Work item
Continue the article below on Australia's housing market during the pandemic from the point where it stops, not the listing that follows it.

Extract
────────────────────────────────────────
In May this year, one month into the first Melbourne lockdown, the predictions for the property market were dire. A Commonwealth Bank forecast stated that the house prices would plummet by up to 32 percent as a result of the COVID-19 pandemic. While concerns remain about the damage done to the economy, the performance of the residential property market has confounded the doomsayers.
The Melbourne estate agents that Neos Kosmos interviewed in May were far more upbeat about the prospects for housing property sales and prices. Four months down the line, they have been proved right despite the difficulties that Stage 4 lockdown measures have posed for them.
The Corelogic Value Index as at 31 August shows the Australian residential property market is holding steady despite COVID-19 restrictions and fears. The index which shows the change in dwelling values for Melbourne house prices to have fallen 3.5 percent over the last quarter while the total return is still +9.5percent, making it the fourth-best performer among the nation’s state capitals. Sydney is highest at +12.9 percent followed by Canberra (+12 percent), Hobart (+11 percent). The combined capitals’ median price is +9.8 percent, so Melbourne falls just short of the national average.
However, in terms of median value for the capitals, Melbourne, at $667,520, is second only to Sydney which tops the list at $860,182 – the combined national median is $633,745. The median price is the midway point of all the houses/units sold at market value over a set period.
Neos Kosmos has embarked on an odyssey around Australia to speak to estate agents in the state capitals and gauge the views on the performance of the residential property market in their respective cities and what the future holds for them.
────────────────────────────────────────
Record set
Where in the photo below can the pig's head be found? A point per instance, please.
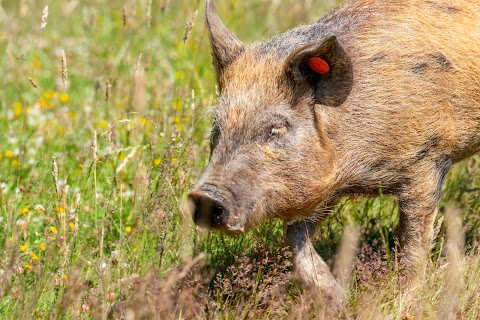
(270, 151)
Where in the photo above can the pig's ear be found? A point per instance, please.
(225, 47)
(326, 68)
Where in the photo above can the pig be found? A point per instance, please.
(376, 96)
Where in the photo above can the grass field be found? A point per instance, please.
(97, 157)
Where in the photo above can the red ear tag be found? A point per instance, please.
(318, 65)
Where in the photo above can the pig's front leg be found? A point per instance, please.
(309, 266)
(418, 209)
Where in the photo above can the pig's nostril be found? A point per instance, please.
(208, 212)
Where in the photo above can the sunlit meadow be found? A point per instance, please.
(104, 128)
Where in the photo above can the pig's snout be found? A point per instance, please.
(208, 211)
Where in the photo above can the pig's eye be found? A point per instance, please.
(277, 131)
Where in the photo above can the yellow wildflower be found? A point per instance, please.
(15, 163)
(64, 98)
(17, 109)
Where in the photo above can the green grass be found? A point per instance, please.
(111, 239)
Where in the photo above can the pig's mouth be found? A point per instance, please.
(210, 211)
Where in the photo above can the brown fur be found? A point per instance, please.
(413, 111)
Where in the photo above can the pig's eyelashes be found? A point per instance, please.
(276, 132)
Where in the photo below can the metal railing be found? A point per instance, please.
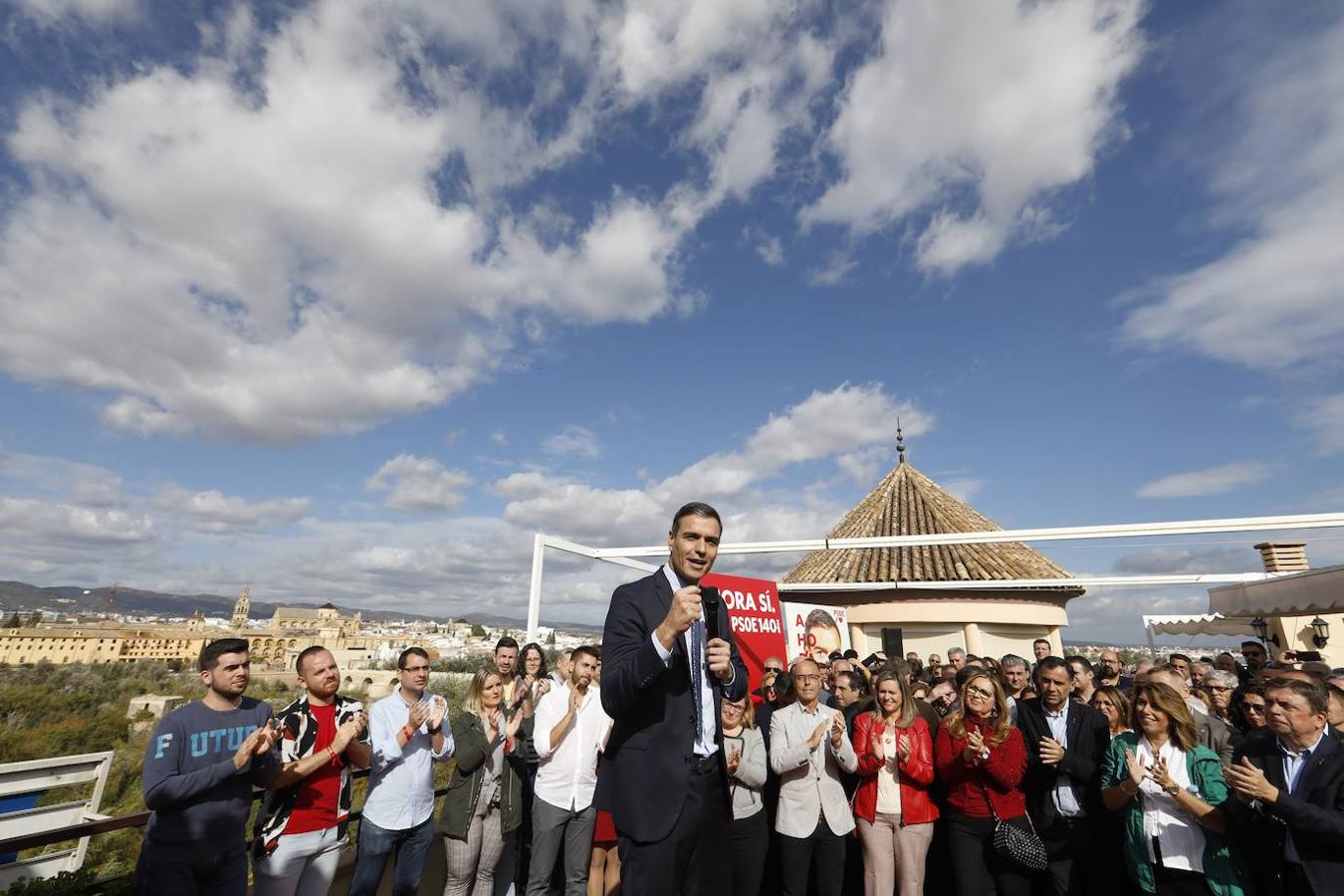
(121, 822)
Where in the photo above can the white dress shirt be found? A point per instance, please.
(567, 774)
(705, 745)
(1293, 766)
(400, 780)
(809, 778)
(1066, 803)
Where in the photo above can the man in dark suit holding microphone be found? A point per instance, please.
(668, 658)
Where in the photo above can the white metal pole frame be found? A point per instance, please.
(624, 557)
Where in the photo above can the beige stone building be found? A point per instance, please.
(273, 646)
(982, 618)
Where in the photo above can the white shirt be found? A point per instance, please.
(567, 774)
(1066, 803)
(1293, 766)
(705, 745)
(1180, 835)
(400, 780)
(889, 777)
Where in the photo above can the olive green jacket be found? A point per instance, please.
(1225, 872)
(471, 750)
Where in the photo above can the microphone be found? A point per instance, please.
(710, 603)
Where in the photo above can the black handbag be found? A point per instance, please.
(1016, 840)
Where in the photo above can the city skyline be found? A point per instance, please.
(352, 299)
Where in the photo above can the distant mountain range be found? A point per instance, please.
(26, 598)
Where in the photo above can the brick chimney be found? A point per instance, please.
(1283, 557)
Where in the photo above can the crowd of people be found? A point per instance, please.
(1017, 777)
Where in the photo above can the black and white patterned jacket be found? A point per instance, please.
(298, 738)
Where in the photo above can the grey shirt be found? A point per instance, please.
(198, 800)
(749, 781)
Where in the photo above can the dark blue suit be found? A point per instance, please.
(664, 810)
(1313, 813)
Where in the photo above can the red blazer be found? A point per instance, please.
(916, 773)
(1001, 776)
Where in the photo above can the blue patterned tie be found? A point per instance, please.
(696, 664)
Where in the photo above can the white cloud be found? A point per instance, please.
(1178, 560)
(1271, 300)
(1325, 418)
(964, 487)
(822, 425)
(1214, 480)
(976, 114)
(72, 523)
(49, 12)
(218, 514)
(574, 439)
(83, 484)
(833, 272)
(312, 283)
(418, 484)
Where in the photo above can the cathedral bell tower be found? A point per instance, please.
(242, 607)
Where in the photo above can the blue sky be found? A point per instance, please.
(346, 300)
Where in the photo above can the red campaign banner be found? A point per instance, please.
(756, 617)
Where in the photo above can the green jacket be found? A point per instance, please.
(1225, 871)
(471, 750)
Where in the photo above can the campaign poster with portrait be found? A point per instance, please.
(814, 630)
(757, 621)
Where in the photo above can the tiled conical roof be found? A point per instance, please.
(909, 503)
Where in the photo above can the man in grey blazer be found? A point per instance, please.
(809, 747)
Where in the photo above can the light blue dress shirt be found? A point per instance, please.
(400, 780)
(1064, 800)
(705, 745)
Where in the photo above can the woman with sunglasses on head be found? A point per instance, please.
(484, 803)
(1112, 703)
(1170, 791)
(891, 804)
(1247, 708)
(982, 761)
(744, 750)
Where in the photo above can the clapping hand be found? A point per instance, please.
(902, 747)
(256, 745)
(1248, 782)
(438, 708)
(975, 746)
(817, 735)
(1137, 772)
(1051, 751)
(1159, 776)
(514, 724)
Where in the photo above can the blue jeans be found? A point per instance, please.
(376, 845)
(217, 873)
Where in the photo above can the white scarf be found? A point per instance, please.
(1180, 835)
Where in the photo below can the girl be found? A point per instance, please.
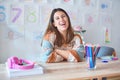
(59, 41)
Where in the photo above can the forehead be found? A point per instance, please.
(59, 13)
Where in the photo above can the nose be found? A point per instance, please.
(61, 19)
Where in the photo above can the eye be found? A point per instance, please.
(57, 18)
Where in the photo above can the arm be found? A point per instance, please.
(49, 54)
(76, 53)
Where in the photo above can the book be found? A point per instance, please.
(17, 72)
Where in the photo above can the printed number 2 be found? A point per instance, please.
(2, 13)
(17, 15)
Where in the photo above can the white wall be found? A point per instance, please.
(20, 34)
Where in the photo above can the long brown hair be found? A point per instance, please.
(51, 28)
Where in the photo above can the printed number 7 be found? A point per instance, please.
(17, 15)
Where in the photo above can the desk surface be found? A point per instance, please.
(69, 71)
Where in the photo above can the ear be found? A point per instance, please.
(54, 24)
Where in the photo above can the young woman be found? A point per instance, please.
(59, 41)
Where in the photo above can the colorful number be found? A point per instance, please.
(17, 15)
(31, 16)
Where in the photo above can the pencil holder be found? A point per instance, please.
(91, 52)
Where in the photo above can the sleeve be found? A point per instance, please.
(78, 49)
(48, 54)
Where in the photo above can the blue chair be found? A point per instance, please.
(106, 51)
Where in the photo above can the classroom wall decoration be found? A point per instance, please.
(23, 23)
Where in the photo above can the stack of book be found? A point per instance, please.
(17, 72)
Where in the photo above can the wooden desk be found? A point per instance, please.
(70, 71)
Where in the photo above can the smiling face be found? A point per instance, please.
(61, 21)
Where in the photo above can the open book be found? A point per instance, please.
(17, 72)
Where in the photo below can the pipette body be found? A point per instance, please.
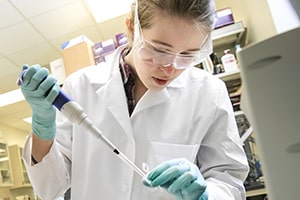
(75, 113)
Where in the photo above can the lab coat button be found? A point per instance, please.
(124, 188)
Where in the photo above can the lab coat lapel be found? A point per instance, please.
(151, 98)
(113, 95)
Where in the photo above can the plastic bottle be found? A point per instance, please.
(229, 61)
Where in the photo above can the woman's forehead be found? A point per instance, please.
(175, 32)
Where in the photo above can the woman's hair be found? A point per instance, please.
(201, 12)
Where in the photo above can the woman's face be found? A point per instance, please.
(167, 34)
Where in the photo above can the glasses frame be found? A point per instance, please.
(178, 61)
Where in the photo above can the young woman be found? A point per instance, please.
(170, 118)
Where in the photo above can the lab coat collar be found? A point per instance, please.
(105, 72)
(113, 94)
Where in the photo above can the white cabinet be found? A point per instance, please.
(6, 178)
(18, 168)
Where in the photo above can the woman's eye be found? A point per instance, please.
(159, 50)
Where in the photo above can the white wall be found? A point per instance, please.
(284, 15)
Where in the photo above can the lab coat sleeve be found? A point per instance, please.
(46, 176)
(221, 157)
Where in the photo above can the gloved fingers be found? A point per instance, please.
(37, 78)
(170, 174)
(27, 76)
(194, 188)
(162, 167)
(182, 182)
(198, 186)
(46, 85)
(53, 94)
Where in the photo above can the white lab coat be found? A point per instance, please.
(191, 118)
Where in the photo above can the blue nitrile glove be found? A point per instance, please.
(179, 177)
(40, 90)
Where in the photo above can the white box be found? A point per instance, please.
(58, 70)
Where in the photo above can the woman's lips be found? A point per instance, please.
(160, 81)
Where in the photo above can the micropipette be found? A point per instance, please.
(75, 113)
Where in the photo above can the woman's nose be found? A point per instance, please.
(167, 69)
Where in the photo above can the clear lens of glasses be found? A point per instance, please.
(147, 52)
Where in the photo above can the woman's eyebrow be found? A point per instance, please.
(169, 45)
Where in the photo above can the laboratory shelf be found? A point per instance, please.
(229, 36)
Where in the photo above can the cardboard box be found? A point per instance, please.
(224, 17)
(77, 57)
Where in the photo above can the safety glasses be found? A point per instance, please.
(153, 55)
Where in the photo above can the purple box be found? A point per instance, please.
(98, 53)
(121, 39)
(224, 17)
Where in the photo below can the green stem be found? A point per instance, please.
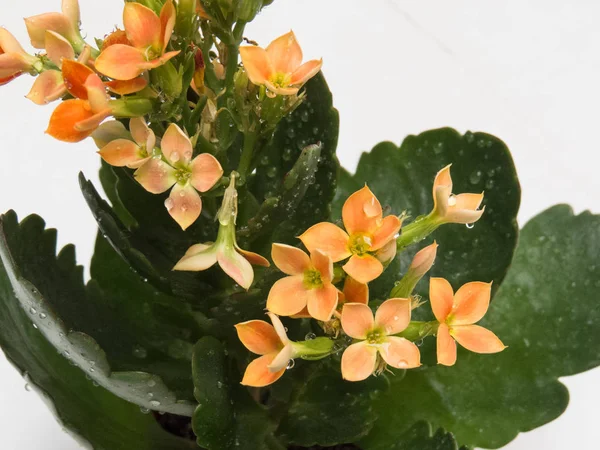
(250, 139)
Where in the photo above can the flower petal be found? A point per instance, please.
(306, 71)
(358, 361)
(236, 266)
(156, 176)
(176, 146)
(120, 153)
(58, 48)
(202, 259)
(127, 87)
(362, 212)
(64, 120)
(471, 302)
(141, 133)
(328, 238)
(121, 62)
(259, 337)
(323, 302)
(258, 374)
(184, 205)
(76, 75)
(393, 315)
(290, 260)
(142, 26)
(323, 264)
(446, 347)
(357, 320)
(257, 64)
(400, 353)
(441, 297)
(168, 16)
(38, 25)
(254, 258)
(279, 328)
(477, 339)
(288, 296)
(206, 172)
(355, 292)
(47, 87)
(390, 226)
(285, 53)
(110, 131)
(363, 269)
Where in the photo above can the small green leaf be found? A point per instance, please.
(546, 312)
(93, 415)
(51, 291)
(402, 178)
(226, 416)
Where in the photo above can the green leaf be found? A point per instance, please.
(547, 314)
(402, 178)
(99, 333)
(89, 412)
(314, 121)
(226, 416)
(328, 410)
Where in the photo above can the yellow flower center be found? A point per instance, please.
(280, 79)
(312, 279)
(376, 336)
(360, 244)
(183, 176)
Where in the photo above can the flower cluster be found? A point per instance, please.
(364, 248)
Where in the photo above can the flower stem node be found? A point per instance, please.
(234, 261)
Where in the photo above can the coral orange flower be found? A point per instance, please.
(273, 346)
(134, 152)
(14, 61)
(457, 314)
(367, 232)
(278, 67)
(377, 347)
(307, 286)
(450, 208)
(234, 261)
(76, 119)
(185, 175)
(149, 36)
(65, 24)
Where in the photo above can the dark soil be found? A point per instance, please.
(182, 426)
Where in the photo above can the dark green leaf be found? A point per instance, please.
(226, 416)
(547, 314)
(402, 178)
(75, 319)
(92, 414)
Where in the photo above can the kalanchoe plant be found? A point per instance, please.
(227, 205)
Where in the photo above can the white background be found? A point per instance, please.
(525, 71)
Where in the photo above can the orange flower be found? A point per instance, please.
(367, 233)
(279, 67)
(134, 152)
(307, 286)
(65, 24)
(179, 171)
(457, 313)
(149, 36)
(75, 120)
(273, 346)
(376, 338)
(234, 261)
(450, 208)
(14, 61)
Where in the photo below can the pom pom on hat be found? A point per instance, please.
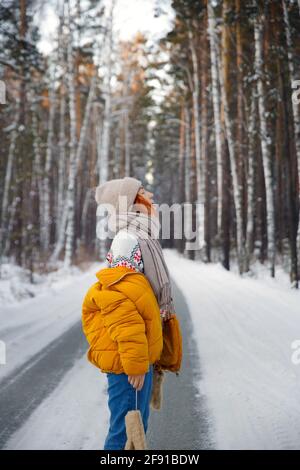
(110, 192)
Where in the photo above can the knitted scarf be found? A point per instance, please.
(146, 228)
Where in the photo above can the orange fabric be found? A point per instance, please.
(171, 355)
(121, 321)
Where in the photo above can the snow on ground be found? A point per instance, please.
(244, 329)
(29, 325)
(75, 416)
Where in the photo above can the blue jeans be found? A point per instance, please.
(121, 399)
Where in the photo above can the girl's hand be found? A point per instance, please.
(137, 381)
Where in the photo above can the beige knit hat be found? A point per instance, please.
(110, 191)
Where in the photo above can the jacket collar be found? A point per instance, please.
(108, 276)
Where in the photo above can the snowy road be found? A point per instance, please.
(238, 387)
(58, 400)
(26, 388)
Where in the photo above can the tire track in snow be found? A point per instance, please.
(24, 389)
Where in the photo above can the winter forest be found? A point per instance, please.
(209, 114)
(199, 100)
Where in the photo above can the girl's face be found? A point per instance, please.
(149, 197)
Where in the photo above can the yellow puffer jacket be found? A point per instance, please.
(121, 321)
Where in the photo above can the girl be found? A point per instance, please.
(123, 313)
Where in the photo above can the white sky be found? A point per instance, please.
(131, 16)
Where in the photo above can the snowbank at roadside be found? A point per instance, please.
(244, 329)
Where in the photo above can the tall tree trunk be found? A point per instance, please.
(295, 106)
(73, 144)
(212, 34)
(47, 183)
(265, 141)
(199, 161)
(251, 181)
(226, 92)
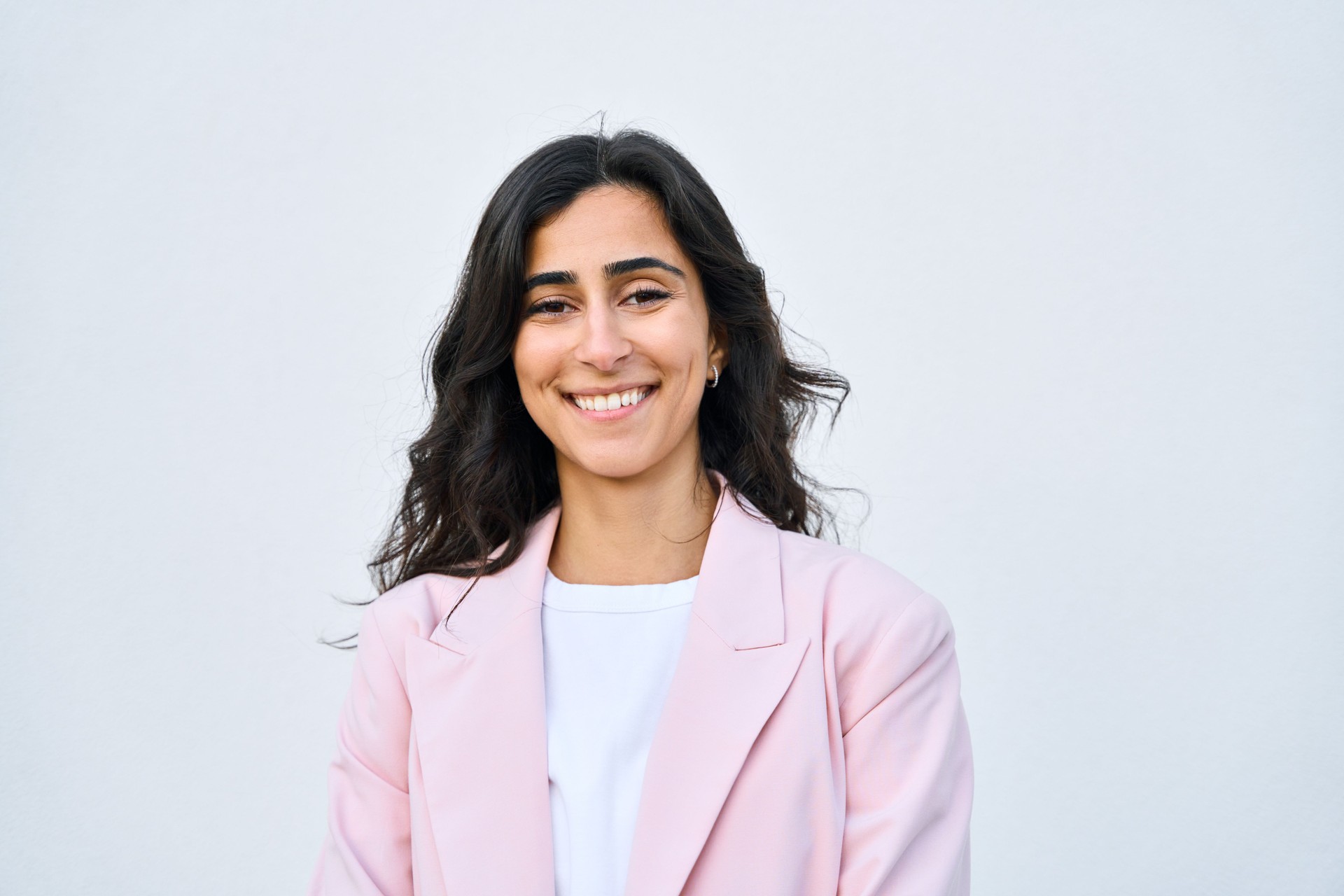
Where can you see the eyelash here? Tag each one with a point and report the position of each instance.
(640, 293)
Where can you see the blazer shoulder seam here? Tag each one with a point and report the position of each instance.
(382, 638)
(872, 660)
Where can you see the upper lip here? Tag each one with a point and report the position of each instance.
(609, 391)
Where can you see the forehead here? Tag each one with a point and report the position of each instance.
(601, 225)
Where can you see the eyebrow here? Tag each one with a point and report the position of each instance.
(613, 269)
────────────────────────────────────────
Answer box
Peter Konidaris of O’Brien Real Estate in Keysborough and servicing the Greater Dandenong and Cheltenham areas:
The main problem for Melbourne estate agents was the severity of the Stage Four lockdown which prevented customers from visiting properties they are interested in.
The truth is all new properties cannot be physically inspected because of COVID-19 lockdown measures in Melbourne. The quantity of stock (for sale) is very low in numbers so the median is from a low source.
As soon as restrictions are eased, there will be a lot of activity – the statistics are easily distorted right now because of the restrictions. Right now, we can’t even get photographers to the properties (to take pictures for the websites) nor can the properties be inspected. Only licensed building and pest inspectors can visit a property under current lockdown conditions. We just cannot do our job.
With no visits allowed, we have been sending what information we can (to interested buyers), such as the floor plan of a building, and virtual walk-throughs but that does not convey everything and buyers like to visit the property for themselves.
Real Estate.com statistics show that there have been a few sales this way but the volume of traffic to the website is consistent with the numbers of four to five months ago. The buyers are circling to buy.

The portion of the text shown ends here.